▽

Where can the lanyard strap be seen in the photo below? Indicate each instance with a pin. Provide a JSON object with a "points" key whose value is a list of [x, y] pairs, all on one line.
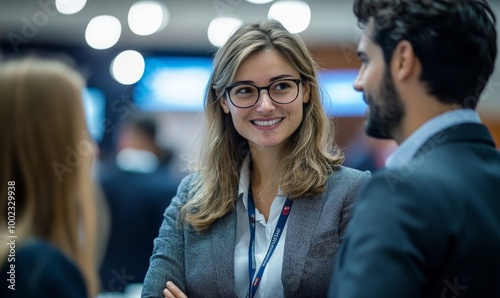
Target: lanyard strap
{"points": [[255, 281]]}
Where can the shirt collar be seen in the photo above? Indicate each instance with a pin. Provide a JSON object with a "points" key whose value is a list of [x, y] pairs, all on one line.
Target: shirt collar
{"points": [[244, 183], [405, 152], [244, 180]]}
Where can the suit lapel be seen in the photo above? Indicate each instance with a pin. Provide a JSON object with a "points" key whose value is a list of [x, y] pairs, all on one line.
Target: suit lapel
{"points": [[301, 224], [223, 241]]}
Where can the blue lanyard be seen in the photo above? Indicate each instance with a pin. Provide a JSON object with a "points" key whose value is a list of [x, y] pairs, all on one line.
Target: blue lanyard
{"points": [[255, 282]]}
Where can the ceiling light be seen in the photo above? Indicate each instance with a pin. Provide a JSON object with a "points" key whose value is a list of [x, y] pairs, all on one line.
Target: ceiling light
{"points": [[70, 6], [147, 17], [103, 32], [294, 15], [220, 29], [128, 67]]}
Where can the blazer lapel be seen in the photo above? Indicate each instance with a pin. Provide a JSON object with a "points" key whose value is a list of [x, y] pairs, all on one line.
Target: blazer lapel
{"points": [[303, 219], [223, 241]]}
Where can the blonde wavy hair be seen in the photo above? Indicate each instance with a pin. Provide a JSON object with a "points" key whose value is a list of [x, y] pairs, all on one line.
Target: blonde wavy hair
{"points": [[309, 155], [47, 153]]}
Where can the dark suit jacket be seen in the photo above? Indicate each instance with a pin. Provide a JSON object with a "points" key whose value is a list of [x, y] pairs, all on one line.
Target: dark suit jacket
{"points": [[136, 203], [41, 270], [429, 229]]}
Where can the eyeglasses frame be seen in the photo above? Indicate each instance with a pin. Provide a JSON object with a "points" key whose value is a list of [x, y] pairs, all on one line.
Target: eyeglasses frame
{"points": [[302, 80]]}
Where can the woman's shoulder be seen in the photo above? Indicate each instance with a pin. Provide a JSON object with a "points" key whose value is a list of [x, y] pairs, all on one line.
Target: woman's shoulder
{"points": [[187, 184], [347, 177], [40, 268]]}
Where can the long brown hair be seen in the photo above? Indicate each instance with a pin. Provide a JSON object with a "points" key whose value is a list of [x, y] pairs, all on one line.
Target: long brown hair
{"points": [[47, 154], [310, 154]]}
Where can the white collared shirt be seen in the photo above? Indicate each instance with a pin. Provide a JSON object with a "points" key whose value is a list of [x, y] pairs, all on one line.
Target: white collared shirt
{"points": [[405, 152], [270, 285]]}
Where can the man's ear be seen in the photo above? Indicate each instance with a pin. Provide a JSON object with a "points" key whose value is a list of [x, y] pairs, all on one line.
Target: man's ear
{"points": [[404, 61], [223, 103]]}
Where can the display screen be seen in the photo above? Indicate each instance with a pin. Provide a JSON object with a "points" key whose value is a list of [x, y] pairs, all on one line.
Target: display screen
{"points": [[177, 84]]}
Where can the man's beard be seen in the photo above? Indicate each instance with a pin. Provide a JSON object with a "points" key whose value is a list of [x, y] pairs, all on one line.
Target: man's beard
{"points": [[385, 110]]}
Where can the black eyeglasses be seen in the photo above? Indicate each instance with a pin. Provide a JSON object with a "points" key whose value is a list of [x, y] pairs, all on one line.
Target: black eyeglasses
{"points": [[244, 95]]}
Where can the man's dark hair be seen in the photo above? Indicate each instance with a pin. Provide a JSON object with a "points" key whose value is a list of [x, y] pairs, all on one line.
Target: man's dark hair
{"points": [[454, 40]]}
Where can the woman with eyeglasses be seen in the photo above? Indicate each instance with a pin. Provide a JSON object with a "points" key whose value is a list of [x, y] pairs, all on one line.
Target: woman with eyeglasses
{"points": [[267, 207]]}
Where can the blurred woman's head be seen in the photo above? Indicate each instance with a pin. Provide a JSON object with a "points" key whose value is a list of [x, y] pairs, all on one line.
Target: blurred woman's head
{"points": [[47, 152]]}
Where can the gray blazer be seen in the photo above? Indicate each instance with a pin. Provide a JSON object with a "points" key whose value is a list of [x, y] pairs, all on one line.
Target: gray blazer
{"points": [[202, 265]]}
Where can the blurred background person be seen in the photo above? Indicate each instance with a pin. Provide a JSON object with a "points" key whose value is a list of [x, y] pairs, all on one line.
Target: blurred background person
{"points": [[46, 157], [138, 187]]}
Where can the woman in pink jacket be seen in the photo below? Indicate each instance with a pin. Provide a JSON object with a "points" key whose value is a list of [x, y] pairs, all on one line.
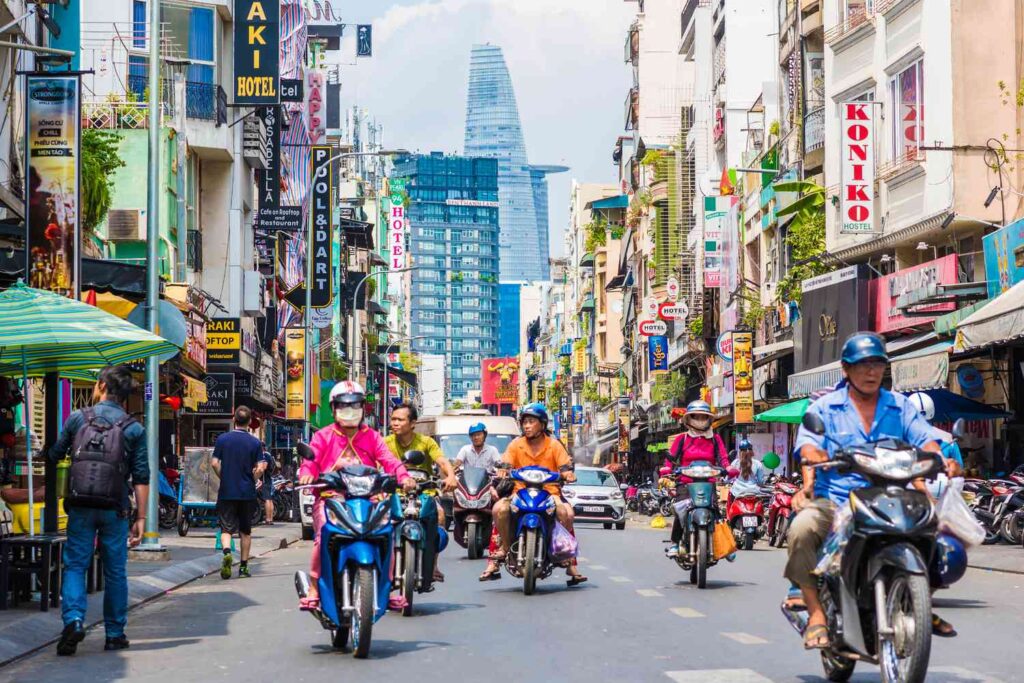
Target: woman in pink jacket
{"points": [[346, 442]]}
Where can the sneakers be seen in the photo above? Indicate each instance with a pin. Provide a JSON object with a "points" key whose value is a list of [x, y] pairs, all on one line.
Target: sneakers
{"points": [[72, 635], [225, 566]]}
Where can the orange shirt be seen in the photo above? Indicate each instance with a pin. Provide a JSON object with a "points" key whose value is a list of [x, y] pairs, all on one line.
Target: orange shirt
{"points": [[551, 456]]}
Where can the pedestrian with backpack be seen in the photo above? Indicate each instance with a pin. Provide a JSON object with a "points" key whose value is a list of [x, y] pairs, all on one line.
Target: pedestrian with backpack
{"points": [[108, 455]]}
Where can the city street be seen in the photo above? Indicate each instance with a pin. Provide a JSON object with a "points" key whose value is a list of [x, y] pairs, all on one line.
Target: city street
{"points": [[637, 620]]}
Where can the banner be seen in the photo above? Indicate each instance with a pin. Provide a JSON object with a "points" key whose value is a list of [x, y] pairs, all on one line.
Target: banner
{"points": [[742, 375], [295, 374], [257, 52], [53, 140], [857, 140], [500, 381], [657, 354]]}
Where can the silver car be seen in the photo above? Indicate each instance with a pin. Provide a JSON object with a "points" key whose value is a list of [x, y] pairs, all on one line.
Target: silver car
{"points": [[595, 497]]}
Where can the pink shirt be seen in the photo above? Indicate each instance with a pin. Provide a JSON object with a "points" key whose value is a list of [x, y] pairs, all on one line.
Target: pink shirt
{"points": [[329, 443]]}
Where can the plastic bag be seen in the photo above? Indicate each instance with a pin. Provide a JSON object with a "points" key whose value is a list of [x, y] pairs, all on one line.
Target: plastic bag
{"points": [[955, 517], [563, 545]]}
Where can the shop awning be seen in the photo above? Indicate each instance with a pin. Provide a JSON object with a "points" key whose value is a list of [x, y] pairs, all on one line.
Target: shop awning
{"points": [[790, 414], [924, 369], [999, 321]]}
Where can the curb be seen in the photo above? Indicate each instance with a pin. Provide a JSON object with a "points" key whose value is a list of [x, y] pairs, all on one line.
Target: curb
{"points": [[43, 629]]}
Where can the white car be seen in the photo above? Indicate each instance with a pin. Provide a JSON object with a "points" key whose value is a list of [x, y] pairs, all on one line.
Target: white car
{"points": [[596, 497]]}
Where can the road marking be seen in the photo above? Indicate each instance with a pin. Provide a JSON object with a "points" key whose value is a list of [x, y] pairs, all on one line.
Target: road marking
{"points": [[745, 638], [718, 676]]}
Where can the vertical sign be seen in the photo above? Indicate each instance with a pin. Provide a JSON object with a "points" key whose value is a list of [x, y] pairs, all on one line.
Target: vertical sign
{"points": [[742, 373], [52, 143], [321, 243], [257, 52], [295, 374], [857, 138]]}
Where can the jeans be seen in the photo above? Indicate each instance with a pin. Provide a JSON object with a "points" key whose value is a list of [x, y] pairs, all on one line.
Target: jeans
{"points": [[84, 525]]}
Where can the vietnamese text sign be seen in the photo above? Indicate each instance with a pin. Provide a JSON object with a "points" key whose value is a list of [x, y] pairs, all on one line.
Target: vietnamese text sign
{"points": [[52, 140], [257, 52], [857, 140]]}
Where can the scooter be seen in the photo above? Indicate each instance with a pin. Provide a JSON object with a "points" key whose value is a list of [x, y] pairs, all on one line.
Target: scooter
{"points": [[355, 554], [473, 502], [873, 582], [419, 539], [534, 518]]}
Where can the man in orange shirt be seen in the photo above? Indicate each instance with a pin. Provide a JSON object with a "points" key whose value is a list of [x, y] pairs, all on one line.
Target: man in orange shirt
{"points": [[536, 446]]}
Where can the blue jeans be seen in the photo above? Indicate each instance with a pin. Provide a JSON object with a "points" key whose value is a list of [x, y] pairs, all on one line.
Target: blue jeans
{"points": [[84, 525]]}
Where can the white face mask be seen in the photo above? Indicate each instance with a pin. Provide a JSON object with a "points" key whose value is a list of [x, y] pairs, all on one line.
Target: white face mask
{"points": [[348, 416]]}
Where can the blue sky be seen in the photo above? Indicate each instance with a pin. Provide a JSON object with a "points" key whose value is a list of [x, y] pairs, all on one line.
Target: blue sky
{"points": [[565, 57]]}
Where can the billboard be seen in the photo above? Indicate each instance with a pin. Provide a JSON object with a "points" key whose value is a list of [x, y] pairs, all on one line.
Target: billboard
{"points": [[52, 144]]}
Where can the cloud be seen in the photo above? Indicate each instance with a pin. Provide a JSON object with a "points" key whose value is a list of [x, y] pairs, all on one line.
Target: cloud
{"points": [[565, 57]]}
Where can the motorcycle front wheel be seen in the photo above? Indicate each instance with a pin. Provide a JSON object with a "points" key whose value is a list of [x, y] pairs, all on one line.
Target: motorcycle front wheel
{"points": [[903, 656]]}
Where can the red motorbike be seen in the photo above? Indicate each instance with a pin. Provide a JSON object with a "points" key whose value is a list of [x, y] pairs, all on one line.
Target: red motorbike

△

All lines in the records above with "below" need to be found and copied.

The answer -
Where can the lanyard strap be seen in the photo below? Indicate each instance with a pin. Provide a JSON object with a "points" key whose value is a list of [x, y] pairs, all on one line.
Where can the woman in pink jacket be seen in the photo below? Indicate each instance with a pin. Provide a JSON object with a "points" key whose value is a list of [x, y] pairs, all on one line.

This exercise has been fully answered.